#### Record set

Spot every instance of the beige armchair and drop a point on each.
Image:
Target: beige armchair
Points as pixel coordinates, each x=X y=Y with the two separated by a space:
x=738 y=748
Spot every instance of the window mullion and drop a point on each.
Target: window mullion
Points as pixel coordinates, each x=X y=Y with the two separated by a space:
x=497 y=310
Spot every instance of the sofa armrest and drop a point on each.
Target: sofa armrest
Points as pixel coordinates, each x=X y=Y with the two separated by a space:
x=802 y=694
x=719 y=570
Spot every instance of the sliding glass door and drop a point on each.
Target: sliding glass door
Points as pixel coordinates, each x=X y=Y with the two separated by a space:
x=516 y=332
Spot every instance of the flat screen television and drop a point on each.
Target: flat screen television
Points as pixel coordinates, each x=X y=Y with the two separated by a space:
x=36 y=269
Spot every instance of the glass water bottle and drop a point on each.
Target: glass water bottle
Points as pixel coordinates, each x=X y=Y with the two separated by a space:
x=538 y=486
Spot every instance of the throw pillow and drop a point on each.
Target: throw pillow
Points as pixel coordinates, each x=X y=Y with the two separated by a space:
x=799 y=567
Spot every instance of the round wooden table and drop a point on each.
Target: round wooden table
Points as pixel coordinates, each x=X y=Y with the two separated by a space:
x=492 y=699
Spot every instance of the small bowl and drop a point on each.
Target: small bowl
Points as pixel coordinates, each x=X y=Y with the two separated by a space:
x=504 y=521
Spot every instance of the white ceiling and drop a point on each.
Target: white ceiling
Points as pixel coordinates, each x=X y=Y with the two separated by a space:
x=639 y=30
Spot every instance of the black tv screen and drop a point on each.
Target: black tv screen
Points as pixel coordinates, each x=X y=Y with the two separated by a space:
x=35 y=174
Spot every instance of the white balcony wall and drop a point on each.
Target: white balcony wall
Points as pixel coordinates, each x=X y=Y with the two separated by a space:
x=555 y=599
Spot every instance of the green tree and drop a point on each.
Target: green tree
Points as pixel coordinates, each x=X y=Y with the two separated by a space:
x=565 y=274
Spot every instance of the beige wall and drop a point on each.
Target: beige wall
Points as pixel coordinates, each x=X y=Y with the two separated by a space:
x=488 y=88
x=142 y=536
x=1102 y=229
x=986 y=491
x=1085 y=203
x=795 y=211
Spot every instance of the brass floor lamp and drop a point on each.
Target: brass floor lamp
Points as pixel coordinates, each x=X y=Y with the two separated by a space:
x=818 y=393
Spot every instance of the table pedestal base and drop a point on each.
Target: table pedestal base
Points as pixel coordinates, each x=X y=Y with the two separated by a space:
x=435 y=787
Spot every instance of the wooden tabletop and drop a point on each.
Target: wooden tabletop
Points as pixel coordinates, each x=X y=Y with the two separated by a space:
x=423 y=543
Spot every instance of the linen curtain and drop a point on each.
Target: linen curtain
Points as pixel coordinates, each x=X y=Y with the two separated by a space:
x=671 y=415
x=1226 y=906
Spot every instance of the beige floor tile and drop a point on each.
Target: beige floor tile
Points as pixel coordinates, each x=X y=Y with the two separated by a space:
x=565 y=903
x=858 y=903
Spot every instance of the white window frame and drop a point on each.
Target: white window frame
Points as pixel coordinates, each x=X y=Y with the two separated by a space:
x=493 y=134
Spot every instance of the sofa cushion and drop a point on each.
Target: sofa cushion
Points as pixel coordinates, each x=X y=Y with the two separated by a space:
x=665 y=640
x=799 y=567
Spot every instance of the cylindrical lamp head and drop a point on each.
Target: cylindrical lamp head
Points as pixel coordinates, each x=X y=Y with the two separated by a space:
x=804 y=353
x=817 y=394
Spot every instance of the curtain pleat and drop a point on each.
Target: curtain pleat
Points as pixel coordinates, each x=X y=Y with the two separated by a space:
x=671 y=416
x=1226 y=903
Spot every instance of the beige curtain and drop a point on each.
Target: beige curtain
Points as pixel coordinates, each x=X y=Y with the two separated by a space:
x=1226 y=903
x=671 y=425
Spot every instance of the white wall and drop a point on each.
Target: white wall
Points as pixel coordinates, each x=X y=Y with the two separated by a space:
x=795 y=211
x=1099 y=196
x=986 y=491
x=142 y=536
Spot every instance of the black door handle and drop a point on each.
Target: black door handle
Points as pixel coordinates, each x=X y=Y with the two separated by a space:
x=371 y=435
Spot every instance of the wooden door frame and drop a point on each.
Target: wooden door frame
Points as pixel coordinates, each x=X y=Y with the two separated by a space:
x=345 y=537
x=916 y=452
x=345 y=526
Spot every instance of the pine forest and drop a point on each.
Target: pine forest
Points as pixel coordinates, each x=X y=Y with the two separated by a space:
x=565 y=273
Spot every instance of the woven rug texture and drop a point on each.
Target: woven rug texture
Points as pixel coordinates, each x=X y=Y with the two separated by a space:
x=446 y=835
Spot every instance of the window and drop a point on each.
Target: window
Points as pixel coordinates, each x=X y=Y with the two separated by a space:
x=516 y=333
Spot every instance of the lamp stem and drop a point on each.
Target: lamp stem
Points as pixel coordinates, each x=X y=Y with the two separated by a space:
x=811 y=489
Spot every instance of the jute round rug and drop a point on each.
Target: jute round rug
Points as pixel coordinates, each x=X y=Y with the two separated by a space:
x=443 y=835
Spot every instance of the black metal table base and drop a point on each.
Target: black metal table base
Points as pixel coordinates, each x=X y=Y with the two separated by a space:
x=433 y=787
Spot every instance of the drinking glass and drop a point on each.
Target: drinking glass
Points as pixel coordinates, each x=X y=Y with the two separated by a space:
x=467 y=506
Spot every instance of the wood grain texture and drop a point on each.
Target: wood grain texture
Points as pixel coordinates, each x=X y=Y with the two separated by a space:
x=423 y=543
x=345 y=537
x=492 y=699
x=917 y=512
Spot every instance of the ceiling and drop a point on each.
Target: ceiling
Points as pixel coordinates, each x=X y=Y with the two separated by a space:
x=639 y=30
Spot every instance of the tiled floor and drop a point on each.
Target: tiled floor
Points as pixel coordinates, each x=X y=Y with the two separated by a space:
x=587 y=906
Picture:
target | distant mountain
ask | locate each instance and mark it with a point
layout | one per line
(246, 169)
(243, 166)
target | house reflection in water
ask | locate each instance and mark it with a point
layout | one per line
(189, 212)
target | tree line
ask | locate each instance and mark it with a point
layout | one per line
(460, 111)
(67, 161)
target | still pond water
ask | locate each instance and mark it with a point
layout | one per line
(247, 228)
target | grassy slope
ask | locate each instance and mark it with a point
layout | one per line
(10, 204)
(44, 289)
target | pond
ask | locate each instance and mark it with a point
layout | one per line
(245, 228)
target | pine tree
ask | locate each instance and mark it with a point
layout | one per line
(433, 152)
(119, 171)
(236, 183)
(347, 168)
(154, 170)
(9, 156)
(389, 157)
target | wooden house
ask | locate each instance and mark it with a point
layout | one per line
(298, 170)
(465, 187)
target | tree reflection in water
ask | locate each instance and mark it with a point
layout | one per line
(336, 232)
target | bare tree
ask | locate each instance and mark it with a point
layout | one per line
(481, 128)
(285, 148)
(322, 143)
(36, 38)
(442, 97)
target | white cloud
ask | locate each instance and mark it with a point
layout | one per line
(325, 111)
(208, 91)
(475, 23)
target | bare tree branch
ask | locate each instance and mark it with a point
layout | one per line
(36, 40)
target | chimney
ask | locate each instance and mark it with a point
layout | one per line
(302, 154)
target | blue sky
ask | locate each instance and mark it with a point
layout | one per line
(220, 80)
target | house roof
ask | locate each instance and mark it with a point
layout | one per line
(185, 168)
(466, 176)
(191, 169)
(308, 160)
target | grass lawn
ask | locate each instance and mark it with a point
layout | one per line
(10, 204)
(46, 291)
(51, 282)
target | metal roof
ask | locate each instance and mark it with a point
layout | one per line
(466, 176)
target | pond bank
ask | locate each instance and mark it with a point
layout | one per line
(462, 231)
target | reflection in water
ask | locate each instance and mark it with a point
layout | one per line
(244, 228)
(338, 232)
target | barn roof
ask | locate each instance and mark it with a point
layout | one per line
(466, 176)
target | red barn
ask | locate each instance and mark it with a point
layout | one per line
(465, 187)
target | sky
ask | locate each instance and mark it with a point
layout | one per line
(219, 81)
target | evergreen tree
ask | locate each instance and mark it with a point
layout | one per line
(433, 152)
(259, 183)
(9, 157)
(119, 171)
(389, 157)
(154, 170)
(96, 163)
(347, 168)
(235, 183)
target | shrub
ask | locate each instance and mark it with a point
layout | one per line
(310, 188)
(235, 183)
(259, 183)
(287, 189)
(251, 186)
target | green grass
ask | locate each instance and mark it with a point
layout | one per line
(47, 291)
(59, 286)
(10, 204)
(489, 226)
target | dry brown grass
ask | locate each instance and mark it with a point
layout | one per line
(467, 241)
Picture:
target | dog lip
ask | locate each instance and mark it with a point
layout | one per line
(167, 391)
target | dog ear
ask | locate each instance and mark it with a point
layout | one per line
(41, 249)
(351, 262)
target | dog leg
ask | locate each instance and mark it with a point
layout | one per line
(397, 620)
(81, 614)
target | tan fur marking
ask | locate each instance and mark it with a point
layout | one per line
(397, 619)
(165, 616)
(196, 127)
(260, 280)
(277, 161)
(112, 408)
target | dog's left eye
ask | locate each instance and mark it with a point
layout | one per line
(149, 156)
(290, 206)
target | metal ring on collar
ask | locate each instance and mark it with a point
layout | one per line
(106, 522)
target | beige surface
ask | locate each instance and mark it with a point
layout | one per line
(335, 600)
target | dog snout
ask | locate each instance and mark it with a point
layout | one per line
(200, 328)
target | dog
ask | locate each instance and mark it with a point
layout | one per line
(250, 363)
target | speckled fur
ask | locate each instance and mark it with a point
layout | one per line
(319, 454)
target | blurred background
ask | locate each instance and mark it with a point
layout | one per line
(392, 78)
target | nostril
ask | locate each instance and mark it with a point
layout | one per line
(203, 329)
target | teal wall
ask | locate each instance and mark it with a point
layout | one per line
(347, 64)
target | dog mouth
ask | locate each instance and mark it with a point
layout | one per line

########

Task prompt
Within the records above, work out on how many lines the string "curtain" appears, and give only that number.

Solution below
6